• _GIVEN REQUEST_:
Gather every line in the data below that contains the string "slope". Matching is case-sensitive.

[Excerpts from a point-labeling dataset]
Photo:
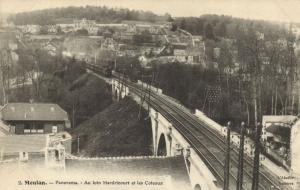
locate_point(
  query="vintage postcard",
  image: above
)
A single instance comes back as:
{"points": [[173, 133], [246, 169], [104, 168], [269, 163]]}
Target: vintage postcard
{"points": [[149, 94]]}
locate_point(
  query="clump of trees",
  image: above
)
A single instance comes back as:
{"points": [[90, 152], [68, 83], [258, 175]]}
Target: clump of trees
{"points": [[256, 74], [100, 14]]}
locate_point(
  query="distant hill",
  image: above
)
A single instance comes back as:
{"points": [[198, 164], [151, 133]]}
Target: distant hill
{"points": [[100, 14]]}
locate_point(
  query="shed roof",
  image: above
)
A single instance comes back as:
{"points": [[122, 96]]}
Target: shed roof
{"points": [[285, 119], [33, 112], [23, 143]]}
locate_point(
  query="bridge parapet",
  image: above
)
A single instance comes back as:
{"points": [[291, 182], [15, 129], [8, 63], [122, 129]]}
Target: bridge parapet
{"points": [[202, 117], [119, 89], [152, 88]]}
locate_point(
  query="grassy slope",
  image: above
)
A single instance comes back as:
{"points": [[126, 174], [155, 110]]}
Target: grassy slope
{"points": [[116, 131]]}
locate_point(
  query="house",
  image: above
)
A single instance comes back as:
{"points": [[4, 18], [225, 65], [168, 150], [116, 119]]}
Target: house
{"points": [[180, 55], [34, 150], [50, 48], [89, 25], [271, 121], [32, 29], [52, 29], [276, 136], [34, 118]]}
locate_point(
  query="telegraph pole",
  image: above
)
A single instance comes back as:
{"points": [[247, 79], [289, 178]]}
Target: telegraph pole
{"points": [[239, 185], [227, 159], [78, 150], [255, 177]]}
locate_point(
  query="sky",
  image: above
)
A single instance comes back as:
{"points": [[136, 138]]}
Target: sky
{"points": [[274, 10]]}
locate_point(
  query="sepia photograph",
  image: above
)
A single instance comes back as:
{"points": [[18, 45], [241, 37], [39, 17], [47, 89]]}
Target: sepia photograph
{"points": [[149, 95]]}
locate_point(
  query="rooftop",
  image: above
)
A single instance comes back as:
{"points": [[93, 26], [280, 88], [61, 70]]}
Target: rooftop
{"points": [[23, 143], [33, 112], [285, 119]]}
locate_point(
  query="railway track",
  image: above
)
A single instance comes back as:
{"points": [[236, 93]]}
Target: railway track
{"points": [[189, 125], [208, 144]]}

• _RESPONSE TO THE EXERCISE_:
  query="grassy slope",
Target: grassy slope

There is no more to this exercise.